# DEINE AUFGABE:
Gib aus dem Text über den Bau der Fleimstalbahn die Stelle von „Die Arbeiten am“ bis „18. Jänner 1918.“ wortgetreu aus.

# AUSZUG ZUM LESEN:
Die Arbeiten am zweiten Abschnitt begannen bereits, als der erste Zug Castello erreichte. Die ursprünglichen Trassenentwürfe folgten ab Cavalese der Fleimstalstraße. Ihre Ausführung war aber nicht möglich, da die italienischen Truppen im August 1916 den Monte Cauriol eroberten und die Bahn somit direkt in der Schusslinie gewesen wäre. Daher folgte die Bahn dem Südhang des Tales, was mehrere zusätzliche Kunstbauten erforderte. Mitte Mai 1917 gab es verheerende Überschwemmungen im Drautal, daher wurde ein Großteil der Eisenbahnkompanien und Kriegsgefangenen von der Fleimstalbahn dorthin abgezogen und einheimische Frauen und Jugendliche zum Weiterbau der Fleimstalbahn herangezogen. Im November 1917 verkehrten dann erste Materialzüge bis Rio Sadole, der Eröffnungszug nach Predazzo Süd fuhr am 18. Jänner 1918.

# GEGEBENE INFORMATIONEN:

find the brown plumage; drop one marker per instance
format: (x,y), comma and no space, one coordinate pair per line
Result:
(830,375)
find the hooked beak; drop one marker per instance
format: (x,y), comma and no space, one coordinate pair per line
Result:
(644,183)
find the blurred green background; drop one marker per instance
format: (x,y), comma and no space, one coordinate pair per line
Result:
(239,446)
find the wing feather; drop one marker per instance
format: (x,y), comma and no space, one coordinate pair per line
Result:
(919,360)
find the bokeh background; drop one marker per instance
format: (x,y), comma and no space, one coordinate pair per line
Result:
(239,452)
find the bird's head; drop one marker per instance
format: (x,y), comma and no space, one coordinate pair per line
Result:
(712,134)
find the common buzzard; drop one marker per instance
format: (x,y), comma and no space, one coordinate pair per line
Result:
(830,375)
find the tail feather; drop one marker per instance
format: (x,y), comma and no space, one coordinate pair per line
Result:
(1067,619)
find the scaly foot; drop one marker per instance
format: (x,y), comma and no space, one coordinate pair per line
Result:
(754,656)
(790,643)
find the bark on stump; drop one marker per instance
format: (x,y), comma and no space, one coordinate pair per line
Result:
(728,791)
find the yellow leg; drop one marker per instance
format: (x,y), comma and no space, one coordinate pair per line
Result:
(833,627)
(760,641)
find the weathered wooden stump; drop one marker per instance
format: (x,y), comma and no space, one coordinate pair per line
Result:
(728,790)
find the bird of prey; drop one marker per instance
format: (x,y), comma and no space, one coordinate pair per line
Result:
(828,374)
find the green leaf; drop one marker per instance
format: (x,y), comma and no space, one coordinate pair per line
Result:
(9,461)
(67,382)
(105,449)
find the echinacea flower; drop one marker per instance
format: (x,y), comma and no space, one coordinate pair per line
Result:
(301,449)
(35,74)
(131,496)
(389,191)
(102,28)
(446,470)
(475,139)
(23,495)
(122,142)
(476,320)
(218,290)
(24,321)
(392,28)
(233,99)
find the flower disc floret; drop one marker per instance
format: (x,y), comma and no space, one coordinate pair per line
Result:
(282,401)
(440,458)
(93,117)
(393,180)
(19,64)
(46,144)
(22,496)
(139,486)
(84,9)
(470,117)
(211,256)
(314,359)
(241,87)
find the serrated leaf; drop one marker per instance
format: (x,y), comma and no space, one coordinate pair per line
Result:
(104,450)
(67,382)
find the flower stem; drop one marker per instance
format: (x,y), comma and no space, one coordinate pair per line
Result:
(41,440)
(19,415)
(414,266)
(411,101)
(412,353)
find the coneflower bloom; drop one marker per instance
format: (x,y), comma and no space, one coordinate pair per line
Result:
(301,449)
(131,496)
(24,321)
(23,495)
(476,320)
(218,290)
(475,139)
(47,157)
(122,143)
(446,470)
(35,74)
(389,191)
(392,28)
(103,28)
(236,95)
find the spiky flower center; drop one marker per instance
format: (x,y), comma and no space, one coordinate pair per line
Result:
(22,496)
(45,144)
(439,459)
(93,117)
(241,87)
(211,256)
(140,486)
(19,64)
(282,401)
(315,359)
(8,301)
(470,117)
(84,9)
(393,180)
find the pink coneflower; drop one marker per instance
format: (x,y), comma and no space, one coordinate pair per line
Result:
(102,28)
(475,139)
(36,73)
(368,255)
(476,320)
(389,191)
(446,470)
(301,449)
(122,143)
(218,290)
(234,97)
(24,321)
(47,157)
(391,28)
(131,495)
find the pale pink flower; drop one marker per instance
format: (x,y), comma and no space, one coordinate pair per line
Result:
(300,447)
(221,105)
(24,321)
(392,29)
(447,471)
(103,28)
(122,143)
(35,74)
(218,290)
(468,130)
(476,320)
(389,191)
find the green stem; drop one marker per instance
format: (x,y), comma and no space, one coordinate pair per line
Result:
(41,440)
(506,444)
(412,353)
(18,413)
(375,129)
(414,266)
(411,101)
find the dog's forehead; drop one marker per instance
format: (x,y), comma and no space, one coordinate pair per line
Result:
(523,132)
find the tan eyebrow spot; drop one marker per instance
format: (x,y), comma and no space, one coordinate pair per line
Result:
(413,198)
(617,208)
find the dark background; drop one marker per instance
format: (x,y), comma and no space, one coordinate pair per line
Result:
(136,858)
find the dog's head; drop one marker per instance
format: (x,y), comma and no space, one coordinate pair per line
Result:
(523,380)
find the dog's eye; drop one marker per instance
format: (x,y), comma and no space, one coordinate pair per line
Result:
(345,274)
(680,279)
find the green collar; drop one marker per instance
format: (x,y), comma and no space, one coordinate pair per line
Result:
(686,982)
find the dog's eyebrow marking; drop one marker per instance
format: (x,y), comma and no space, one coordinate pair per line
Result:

# ERGEBNIS DER AUFGABE:
Die Arbeiten am zweiten Abschnitt begannen bereits, als der erste Zug Castello erreichte. Die ursprünglichen Trassenentwürfe folgten ab Cavalese der Fleimstalstraße. Ihre Ausführung war aber nicht möglich, da die italienischen Truppen im August 1916 den Monte Cauriol eroberten und die Bahn somit direkt in der Schusslinie gewesen wäre. Daher folgte die Bahn dem Südhang des Tales, was mehrere zusätzliche Kunstbauten erforderte. Mitte Mai 1917 gab es verheerende Überschwemmungen im Drautal, daher wurde ein Großteil der Eisenbahnkompanien und Kriegsgefangenen von der Fleimstalbahn dorthin abgezogen und einheimische Frauen und Jugendliche zum Weiterbau der Fleimstalbahn herangezogen. Im November 1917 verkehrten dann erste Materialzüge bis Rio Sadole, der Eröffnungszug nach Predazzo Süd fuhr am 18. Jänner 1918.